===== Entries supplied =====
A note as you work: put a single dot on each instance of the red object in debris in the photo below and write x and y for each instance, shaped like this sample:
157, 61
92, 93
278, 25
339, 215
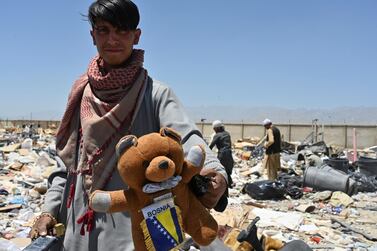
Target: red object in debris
307, 189
316, 239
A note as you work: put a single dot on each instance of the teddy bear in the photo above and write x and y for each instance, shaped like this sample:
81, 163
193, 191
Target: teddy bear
161, 205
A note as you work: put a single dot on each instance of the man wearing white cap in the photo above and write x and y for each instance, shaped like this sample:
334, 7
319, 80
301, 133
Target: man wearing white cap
271, 160
223, 143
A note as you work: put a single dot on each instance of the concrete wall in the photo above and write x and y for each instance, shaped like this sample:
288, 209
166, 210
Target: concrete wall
19, 123
339, 135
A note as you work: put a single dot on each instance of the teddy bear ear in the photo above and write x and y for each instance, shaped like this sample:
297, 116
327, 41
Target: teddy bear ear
166, 131
125, 143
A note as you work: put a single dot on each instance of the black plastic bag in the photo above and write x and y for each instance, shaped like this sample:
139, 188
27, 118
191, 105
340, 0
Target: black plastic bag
265, 190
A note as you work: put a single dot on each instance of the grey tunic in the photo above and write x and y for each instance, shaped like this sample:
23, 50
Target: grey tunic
159, 107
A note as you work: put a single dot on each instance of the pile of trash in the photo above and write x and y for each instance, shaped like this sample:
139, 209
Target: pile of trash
26, 161
320, 198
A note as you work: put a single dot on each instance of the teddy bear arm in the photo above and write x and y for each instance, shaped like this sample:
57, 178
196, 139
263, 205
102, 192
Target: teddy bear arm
201, 226
109, 201
193, 163
189, 171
=====
• [Stated goal] Look above for the line containing "bear ear in"; copy from it through the last line, exactly, and nothing more.

• [Correct answer]
A note as you work: put a single dot on each instance of the teddy bear ear in the photo above and write x and y for each instance, shaped like this sample:
297, 116
327, 41
Target: teddy bear ear
166, 131
125, 143
A note as you work: put a single dot on each instance of the black plastic bag in the photo above and write x and y for each instance, shaped like this sample:
139, 188
27, 118
191, 105
340, 0
Target: black plastic bag
265, 190
A note as you work: put a single dot on each instance of the grey tunic in the photo above and write x and y for each instance, shaped like this sample:
23, 50
Target: grey tunic
159, 107
A note as you work: put a single dot on each instance of the pile of trash in the photo above and write x and y for each instance, shaped like this sample:
139, 209
Target: pile of trash
26, 161
320, 198
A note as you work: put a single dot on each instance of the teddy bear arm in the photo above and write x and y for each instance, shaped like this sample:
57, 178
196, 139
263, 205
102, 192
Target: teddy bear arm
201, 226
109, 201
193, 163
189, 171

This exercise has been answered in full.